### SOURCE EXTRACT
..........

He plays his new role of Hamlet poorly, and suffers greatly from feelings of ineptitude. The premiere is very successful and the critics are impressed. The audience no longer assesses his artistic capabilities, but rather his relationship with power. At the end of the novel, he breaks down to his mother. She knows her son's susceptibility to nervous breakdowns, but notices in his composure that his spiritual condition is deep-rooted.

==Lawsuit==
After Gründgens' death, his adopted son Peter Gorski sued the Nymphenburger Verlagsbuchhandlung, then the publisher of Mephisto in West Germany, and obtained the prohibition of publication, confirmed by the appeal judges of the Federal Court of Justice in 1968.

On 24 February 1971 the constitutional complaint was rejected by an equally divided Federal Constitutional Court, which ruled that the freedom of art (Article 5 Section 3 of the Basic Law) must be balanced against late Gründgens' personal dignity (Article 1 Section 1). The case, in which two judges wrote dissenting opinions, is considered a milestone in Germany's juridical history.

The novel was however still available (and importable) from the East German Aufbau-Verlag. In 1981 Rowohlt republished it in West Germany. Since the 1968 verdict concerned only Nymphenburger and Gorski never took legal action against Rowohlt, its Mephisto is still available.

..........

### SOURCE INFORMATION
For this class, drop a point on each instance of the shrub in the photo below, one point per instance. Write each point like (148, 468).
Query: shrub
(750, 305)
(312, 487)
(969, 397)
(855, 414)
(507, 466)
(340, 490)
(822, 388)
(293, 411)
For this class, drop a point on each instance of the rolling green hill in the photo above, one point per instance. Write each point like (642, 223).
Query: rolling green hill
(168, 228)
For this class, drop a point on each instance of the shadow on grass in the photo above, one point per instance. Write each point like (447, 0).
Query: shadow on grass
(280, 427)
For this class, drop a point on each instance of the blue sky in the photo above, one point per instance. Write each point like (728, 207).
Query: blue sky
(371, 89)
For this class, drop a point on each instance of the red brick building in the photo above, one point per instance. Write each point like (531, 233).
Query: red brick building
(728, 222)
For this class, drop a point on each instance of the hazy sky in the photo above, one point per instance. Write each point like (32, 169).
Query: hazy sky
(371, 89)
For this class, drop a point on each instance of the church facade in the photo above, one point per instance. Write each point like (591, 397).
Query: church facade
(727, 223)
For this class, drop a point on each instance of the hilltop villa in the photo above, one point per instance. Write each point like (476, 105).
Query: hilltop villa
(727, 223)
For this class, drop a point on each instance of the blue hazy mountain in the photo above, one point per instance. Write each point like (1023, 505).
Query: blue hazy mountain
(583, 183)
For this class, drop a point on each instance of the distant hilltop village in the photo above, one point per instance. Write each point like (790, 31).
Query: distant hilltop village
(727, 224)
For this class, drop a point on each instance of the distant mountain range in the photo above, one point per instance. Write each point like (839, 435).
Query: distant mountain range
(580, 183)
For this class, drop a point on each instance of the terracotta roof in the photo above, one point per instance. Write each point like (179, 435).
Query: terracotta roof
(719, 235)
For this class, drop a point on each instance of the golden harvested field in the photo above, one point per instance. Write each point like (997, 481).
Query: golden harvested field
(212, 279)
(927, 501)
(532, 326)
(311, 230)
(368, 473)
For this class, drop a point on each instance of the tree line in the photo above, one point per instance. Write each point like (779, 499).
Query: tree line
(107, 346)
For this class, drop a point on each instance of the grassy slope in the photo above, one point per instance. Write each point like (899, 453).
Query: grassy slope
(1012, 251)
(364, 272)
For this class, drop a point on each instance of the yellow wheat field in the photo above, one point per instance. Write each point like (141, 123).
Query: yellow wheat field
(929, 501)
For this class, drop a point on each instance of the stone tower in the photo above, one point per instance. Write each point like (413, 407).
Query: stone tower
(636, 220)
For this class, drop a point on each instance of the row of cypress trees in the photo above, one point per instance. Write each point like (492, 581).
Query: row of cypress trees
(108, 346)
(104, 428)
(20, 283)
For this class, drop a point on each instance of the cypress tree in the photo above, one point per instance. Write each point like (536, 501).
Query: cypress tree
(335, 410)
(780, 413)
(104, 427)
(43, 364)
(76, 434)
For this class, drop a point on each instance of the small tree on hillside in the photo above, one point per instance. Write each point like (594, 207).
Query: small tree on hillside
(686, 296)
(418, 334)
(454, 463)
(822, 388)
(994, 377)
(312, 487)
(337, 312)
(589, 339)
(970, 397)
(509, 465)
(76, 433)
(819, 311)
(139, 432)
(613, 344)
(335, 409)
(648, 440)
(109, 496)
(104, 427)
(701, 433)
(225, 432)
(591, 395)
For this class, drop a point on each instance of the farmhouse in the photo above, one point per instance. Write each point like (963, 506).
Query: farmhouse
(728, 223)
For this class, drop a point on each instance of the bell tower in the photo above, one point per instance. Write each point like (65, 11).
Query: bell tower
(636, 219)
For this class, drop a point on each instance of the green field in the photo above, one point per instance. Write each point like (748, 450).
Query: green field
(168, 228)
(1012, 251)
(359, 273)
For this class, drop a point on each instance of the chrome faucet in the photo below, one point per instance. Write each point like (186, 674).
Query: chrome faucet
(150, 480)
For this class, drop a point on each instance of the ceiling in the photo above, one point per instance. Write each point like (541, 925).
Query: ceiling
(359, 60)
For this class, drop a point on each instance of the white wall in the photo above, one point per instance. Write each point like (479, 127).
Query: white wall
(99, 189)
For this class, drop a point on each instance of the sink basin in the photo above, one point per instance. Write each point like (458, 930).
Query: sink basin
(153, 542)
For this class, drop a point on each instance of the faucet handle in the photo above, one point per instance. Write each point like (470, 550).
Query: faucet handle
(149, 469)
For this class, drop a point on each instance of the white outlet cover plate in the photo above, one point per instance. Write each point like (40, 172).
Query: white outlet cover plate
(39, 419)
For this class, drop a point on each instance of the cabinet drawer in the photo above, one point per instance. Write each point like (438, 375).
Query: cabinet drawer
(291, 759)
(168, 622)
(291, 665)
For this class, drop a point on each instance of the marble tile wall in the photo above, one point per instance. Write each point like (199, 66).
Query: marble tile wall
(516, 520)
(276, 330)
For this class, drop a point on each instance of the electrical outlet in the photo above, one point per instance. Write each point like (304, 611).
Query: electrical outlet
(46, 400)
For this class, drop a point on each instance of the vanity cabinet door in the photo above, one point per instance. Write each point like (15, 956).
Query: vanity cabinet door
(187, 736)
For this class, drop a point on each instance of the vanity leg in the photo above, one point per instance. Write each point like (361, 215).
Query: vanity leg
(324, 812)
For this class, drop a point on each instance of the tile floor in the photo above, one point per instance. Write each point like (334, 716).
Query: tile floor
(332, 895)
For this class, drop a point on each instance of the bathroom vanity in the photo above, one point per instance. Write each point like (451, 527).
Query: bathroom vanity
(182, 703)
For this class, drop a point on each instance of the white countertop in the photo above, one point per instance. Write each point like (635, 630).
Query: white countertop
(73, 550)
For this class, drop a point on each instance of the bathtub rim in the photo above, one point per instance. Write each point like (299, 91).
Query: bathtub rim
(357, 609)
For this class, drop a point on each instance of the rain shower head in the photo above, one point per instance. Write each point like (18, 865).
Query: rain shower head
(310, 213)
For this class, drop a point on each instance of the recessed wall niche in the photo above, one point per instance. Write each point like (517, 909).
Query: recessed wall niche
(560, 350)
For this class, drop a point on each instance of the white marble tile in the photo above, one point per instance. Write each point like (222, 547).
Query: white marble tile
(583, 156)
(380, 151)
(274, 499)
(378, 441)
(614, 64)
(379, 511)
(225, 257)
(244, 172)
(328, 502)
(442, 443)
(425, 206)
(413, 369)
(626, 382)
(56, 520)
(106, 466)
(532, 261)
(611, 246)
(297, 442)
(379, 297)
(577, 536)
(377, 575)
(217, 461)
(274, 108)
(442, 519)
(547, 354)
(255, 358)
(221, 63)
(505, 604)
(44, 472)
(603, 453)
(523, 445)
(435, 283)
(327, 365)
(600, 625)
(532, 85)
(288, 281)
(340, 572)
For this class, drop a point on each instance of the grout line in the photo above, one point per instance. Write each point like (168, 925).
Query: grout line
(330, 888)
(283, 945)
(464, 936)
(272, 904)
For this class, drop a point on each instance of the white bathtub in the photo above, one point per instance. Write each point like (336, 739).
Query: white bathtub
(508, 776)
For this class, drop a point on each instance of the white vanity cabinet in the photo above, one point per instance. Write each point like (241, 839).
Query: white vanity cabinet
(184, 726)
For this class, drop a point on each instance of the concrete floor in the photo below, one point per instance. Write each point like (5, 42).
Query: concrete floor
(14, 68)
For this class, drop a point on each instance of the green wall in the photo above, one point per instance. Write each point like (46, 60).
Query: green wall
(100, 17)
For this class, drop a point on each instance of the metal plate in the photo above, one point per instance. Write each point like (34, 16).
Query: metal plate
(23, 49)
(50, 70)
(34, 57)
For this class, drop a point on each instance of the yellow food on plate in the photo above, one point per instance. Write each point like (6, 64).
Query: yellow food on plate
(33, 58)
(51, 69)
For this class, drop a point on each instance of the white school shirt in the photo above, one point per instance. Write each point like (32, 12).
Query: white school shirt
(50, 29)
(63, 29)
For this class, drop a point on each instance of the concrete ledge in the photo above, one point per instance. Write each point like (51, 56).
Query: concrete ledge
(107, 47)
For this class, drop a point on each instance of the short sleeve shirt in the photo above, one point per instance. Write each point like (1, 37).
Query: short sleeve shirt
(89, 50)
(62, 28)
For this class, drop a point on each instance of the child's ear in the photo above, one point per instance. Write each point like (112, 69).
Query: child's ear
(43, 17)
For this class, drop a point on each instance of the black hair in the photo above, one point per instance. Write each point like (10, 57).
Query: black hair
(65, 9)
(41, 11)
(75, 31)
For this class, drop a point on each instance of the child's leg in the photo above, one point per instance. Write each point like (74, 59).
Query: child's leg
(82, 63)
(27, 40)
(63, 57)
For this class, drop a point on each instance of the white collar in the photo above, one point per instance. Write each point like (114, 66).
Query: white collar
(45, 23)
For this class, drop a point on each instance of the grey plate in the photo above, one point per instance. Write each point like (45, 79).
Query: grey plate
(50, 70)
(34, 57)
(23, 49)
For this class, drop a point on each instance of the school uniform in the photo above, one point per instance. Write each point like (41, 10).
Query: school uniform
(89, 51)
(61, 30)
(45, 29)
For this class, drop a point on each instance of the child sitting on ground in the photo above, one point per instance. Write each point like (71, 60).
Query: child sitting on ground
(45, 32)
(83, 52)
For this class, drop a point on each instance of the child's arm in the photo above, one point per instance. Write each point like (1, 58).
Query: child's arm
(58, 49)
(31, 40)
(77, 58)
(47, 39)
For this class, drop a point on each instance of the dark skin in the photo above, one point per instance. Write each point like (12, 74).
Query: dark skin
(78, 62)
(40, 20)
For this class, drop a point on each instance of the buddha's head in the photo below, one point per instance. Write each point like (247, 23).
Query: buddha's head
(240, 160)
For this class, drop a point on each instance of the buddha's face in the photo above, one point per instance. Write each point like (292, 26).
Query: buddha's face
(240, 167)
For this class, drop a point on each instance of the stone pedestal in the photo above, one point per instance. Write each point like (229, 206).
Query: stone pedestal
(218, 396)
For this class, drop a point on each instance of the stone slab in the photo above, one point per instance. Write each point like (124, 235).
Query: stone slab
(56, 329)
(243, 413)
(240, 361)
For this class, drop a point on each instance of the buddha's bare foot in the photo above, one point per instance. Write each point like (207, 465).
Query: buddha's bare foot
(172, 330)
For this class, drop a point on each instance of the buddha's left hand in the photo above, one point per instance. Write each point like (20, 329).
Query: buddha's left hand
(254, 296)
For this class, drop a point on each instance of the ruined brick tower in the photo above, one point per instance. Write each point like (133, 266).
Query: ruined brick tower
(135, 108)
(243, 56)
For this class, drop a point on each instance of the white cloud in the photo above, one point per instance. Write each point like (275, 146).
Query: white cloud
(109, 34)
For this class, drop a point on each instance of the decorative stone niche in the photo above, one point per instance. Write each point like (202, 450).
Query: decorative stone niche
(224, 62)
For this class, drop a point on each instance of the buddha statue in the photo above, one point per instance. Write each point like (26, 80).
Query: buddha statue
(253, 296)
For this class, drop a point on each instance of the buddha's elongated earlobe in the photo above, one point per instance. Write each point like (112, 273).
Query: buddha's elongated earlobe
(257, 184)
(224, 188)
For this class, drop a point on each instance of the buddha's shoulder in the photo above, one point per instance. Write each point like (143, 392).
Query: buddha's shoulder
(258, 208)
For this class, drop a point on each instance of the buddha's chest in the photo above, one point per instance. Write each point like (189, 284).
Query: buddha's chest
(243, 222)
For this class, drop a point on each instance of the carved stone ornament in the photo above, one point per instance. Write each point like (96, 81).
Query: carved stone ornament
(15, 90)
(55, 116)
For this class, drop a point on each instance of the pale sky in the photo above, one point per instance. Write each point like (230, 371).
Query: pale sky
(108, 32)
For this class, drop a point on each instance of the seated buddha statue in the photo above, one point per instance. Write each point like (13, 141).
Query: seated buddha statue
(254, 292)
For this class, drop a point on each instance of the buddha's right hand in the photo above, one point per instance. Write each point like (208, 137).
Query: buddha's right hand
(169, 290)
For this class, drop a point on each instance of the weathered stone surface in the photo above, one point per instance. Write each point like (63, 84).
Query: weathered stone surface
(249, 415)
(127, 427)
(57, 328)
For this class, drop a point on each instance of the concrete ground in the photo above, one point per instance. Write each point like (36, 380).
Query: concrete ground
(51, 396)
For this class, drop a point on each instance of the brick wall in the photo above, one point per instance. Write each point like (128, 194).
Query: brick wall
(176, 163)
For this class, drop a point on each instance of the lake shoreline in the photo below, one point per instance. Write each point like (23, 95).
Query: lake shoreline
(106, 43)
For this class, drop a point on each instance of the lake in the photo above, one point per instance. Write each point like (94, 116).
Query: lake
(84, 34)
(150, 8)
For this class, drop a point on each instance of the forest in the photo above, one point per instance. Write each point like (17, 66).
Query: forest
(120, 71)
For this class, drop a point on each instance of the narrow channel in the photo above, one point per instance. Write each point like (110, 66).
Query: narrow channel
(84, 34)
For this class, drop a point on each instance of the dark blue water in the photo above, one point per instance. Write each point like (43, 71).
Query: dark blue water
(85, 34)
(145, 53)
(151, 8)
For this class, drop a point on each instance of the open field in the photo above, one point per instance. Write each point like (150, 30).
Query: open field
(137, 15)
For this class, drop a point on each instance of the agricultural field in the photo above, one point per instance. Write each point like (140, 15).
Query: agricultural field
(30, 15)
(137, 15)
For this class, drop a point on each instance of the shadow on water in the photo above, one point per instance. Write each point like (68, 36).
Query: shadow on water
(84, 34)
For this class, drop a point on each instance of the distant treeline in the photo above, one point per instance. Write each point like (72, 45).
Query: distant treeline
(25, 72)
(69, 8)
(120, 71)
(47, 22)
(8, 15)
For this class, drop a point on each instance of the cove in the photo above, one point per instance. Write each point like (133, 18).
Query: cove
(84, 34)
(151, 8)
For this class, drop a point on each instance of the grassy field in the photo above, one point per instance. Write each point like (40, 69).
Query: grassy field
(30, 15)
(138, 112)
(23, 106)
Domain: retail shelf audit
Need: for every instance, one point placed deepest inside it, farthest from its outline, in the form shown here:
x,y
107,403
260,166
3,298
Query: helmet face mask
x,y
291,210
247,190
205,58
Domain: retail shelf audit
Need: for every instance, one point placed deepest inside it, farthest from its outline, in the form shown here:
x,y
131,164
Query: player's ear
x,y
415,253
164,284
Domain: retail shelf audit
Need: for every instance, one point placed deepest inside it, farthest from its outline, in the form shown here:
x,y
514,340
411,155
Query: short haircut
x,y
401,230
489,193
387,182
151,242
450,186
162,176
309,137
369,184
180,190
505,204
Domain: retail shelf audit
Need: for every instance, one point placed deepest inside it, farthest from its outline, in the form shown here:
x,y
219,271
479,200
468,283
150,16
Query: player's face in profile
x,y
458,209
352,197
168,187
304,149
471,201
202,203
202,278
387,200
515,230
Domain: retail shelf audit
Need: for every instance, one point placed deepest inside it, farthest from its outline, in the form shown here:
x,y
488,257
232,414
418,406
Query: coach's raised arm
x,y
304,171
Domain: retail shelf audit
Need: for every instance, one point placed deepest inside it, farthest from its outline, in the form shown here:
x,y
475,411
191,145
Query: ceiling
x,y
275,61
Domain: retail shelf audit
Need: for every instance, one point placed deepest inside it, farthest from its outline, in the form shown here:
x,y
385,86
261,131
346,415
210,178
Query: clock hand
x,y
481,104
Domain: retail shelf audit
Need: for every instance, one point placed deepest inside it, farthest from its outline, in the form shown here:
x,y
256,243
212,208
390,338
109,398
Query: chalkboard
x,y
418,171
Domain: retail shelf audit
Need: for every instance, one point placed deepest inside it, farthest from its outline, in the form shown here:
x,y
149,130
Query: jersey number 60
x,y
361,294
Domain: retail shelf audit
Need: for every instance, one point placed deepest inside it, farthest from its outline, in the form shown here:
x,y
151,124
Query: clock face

..........

### EXERCISE 1
Reproduce everything in the Mephisto passage from "He plays his" down to "condition is deep-rooted.".
### EXERCISE 2
According to the Mephisto passage, why is the Rowohlt edition of the novel still available?

### EXERCISE OUTPUT 1
He plays his new role of Hamlet poorly, and suffers greatly from feelings of ineptitude. The premiere is very successful and the critics are impressed. The audience no longer assesses his artistic capabilities, but rather his relationship with power. At the end of the novel, he breaks down to his mother. She knows her son's susceptibility to nervous breakdowns, but notices in his composure that his spiritual condition is deep-rooted.

### EXERCISE OUTPUT 2
The 1968 verdict applied only to the publisher Nymphenburger, and Gorski never took legal action against Rowohlt. As a result, the edition Rowohlt republished in West Germany in 1981 remains available.